Where an image appears in the data, omit it and reproduce the rest exactly.

(Excerpted data Opens)

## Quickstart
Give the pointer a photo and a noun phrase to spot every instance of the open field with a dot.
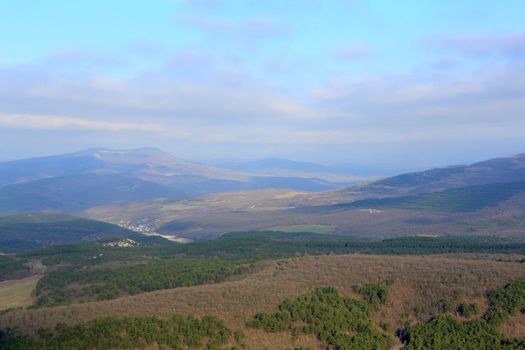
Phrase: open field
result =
(17, 293)
(420, 282)
(210, 216)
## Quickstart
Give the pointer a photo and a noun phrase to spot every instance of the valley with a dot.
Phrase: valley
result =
(402, 259)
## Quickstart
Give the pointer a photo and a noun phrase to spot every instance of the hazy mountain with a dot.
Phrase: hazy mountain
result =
(77, 181)
(510, 169)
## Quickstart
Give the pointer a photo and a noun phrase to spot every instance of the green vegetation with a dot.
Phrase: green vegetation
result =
(303, 228)
(465, 199)
(12, 267)
(444, 332)
(342, 323)
(506, 301)
(25, 231)
(178, 332)
(84, 284)
(263, 245)
(468, 310)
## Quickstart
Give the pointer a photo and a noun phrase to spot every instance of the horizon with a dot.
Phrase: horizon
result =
(403, 86)
(387, 172)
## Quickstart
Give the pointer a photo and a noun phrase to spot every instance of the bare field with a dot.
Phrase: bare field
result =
(209, 216)
(420, 282)
(17, 293)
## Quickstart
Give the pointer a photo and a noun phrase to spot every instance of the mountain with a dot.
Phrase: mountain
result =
(31, 230)
(77, 181)
(508, 169)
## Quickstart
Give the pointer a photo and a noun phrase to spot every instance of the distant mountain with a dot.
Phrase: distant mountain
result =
(31, 230)
(499, 170)
(77, 181)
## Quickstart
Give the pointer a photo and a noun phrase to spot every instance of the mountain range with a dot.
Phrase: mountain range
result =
(94, 177)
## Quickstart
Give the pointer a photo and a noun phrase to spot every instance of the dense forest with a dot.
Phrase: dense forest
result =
(178, 332)
(445, 332)
(339, 322)
(85, 284)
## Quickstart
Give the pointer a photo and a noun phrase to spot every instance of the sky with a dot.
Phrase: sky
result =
(407, 84)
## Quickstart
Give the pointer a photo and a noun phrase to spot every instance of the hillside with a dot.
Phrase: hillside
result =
(30, 230)
(419, 289)
(101, 176)
(509, 169)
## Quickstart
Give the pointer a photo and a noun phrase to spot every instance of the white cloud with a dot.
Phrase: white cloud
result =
(29, 121)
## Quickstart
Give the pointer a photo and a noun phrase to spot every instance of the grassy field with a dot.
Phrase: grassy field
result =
(420, 283)
(17, 293)
(303, 228)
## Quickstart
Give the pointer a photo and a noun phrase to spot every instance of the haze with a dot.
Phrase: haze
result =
(406, 84)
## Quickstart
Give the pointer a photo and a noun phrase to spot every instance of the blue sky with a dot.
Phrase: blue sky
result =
(400, 83)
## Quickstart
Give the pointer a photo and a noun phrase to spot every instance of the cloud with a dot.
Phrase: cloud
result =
(247, 31)
(27, 121)
(510, 45)
(354, 51)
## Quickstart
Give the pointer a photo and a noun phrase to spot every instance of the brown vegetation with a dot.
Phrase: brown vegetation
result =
(419, 285)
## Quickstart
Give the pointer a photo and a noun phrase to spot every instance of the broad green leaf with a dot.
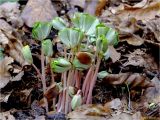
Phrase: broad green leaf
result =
(76, 101)
(106, 54)
(112, 37)
(101, 44)
(58, 23)
(41, 30)
(110, 34)
(27, 54)
(47, 47)
(79, 66)
(101, 29)
(102, 74)
(71, 37)
(60, 65)
(85, 22)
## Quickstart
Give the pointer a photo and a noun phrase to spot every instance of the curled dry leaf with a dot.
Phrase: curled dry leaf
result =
(7, 115)
(10, 11)
(146, 13)
(141, 59)
(152, 27)
(4, 73)
(5, 26)
(38, 10)
(52, 92)
(12, 46)
(153, 94)
(90, 112)
(114, 55)
(132, 79)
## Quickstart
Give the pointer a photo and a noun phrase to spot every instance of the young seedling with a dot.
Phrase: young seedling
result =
(89, 29)
(85, 45)
(40, 32)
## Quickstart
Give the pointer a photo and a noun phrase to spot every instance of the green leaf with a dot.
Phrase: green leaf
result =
(47, 47)
(1, 53)
(79, 66)
(76, 101)
(101, 44)
(60, 65)
(85, 22)
(101, 29)
(102, 74)
(110, 34)
(41, 30)
(71, 37)
(27, 54)
(112, 37)
(58, 23)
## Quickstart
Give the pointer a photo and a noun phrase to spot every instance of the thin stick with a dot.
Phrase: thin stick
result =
(89, 98)
(37, 70)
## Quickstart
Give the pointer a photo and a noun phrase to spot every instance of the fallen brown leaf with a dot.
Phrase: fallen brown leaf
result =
(153, 94)
(146, 13)
(114, 55)
(132, 79)
(89, 112)
(10, 11)
(38, 10)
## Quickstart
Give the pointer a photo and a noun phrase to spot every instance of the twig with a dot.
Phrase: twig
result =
(43, 79)
(89, 98)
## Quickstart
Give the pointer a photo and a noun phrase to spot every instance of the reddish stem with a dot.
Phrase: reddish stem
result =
(89, 98)
(43, 79)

(Excerpted data Closes)

_Answer to this task_.
## Quickstart
Give the pointer a photo and a noun phrase to spot every instance of the open field with a dot.
Phrase: open field
result =
(17, 293)
(420, 282)
(210, 216)
## Quickstart
Give the pointer a photo and a noun phrase to spot every instance of the valley with a dot.
Phrase: valley
result =
(402, 259)
## Quickstart
Give the pointer a photo and a noun phrase to spot every instance of the hazy mountain with a dot.
Phrase: hazy mountain
result =
(77, 181)
(510, 169)
## Quickstart
Give the pointer a photo and a noun phrase to spot every instance of the green vegetation with a dot.
Phrase: green vegetation
result =
(303, 228)
(465, 199)
(12, 267)
(444, 332)
(342, 323)
(506, 301)
(25, 231)
(178, 332)
(84, 284)
(263, 245)
(468, 310)
## Quickstart
Give the pointer a photo and a noun phrase to spot every instance of the horizon with a dot.
Phrase: horizon
result =
(403, 86)
(387, 172)
## Quickstart
Give the pointer a photo and a noun phrase to spot every instance of the bare field with a dot.
Phrase: bare field
result =
(209, 216)
(420, 282)
(17, 293)
## Quickstart
Give the pointer a photo and a noun phrase to spot every instance of the mountain with a dot.
Phrase: mountain
result =
(31, 230)
(77, 181)
(508, 169)
## Quickstart
Give the pointer a photo and a noun phrase to spot every instance of the distant mountain with a dot.
Phrase: distant mountain
result =
(31, 230)
(499, 170)
(77, 181)
## Quickstart
Give the pointer a photo and a noun phrase to spot every instance of the mountain range with a dot.
Phrase: mountain range
result =
(94, 177)
## Quickstart
Give the pointer a photo and a noun phrase to spot every instance of the dense forest with a dot.
Phrase: dense forest
result =
(178, 332)
(445, 332)
(339, 322)
(85, 284)
## Quickstart
Give the pointer a photo and a noun phrase to spot every instance of the sky with a dot.
Phrase: sky
result =
(407, 84)
## Quickstart
Give the pointer a photo and a noun phrase to spot every instance of the hillside with a dot.
Phrase: hillside
result =
(30, 230)
(419, 289)
(101, 176)
(509, 169)
## Quickstart
Give the pointer a photo and a noun phrase to spot every instance of the white cloud with a dot.
Phrase: white cloud
result =
(29, 121)
## Quickstart
Give the pointer a photo and a noun phrase to spot every instance of the grassy field with a dot.
Phrase: grassy field
result =
(420, 283)
(17, 293)
(303, 228)
## Quickstart
Give the pointer a photo and a noun phrase to spot every instance of the haze with a dot.
Phrase: haze
result =
(406, 84)
## Quickstart
Give the pointer a photo and a noun phrase to spot every instance of the blue sky with a dot.
Phrase: blue sky
result =
(400, 83)
## Quickstart
Give the pointer a photo and a noun phrase to spot every instance of the cloud with a dot.
Phrase: cloud
result =
(247, 31)
(27, 121)
(510, 45)
(354, 51)
## Quickstart
Give the pointer a photo and a noun phrase to spot every instance of the brown vegetation with a dot.
Phrase: brown vegetation
result =
(419, 285)
## Quickstart
Give the pointer a photo and a noun phrase to spot every instance of the broad green leaf with a dot.
Phrase: broad green leaf
result =
(76, 101)
(106, 54)
(112, 37)
(101, 44)
(58, 23)
(41, 30)
(110, 34)
(27, 54)
(47, 47)
(79, 66)
(101, 29)
(102, 74)
(71, 37)
(60, 65)
(85, 22)
## Quickstart
Give the pointer a photo and a noun phrase to spot every instance of the curled dry leaf with a dot.
Phrase: curled dry leaf
result =
(7, 115)
(10, 11)
(146, 13)
(141, 59)
(152, 27)
(4, 73)
(5, 26)
(38, 10)
(52, 92)
(12, 46)
(153, 94)
(90, 112)
(114, 55)
(132, 79)
## Quickstart
Give the pointer a photo and a noun phrase to spot every instance of the young seedling with a dot.
Phrase: young seedling
result =
(89, 29)
(85, 45)
(40, 32)
## Quickstart
Give the pointer a photo and a noun phrase to spot every instance of the green leaf with a dot.
Phrase: green leaf
result =
(47, 47)
(1, 53)
(79, 66)
(76, 101)
(101, 44)
(60, 65)
(85, 22)
(101, 29)
(102, 74)
(110, 34)
(41, 30)
(71, 37)
(27, 54)
(112, 37)
(58, 23)
## Quickstart
Give the pointer a photo and a noun phrase to spot every instance of the thin stick with a dot.
Phrase: thin stick
result =
(89, 98)
(37, 70)
## Quickstart
Give the pointer a photo and a noun phrase to spot every instance of the fallen brown leaf with a dot.
Phrase: fallen brown leaf
result =
(153, 94)
(146, 13)
(114, 55)
(132, 79)
(89, 112)
(10, 11)
(38, 10)
## Quickstart
Give the pointer a photo and a noun phrase to spot every instance of the twig with a dot.
Phrase: twig
result =
(43, 79)
(89, 98)
## Quickstart
Give the pointer a photo and a noun phrase to spot every instance of the reddish stem with a dot.
Phrase: reddish stem
result =
(89, 98)
(43, 79)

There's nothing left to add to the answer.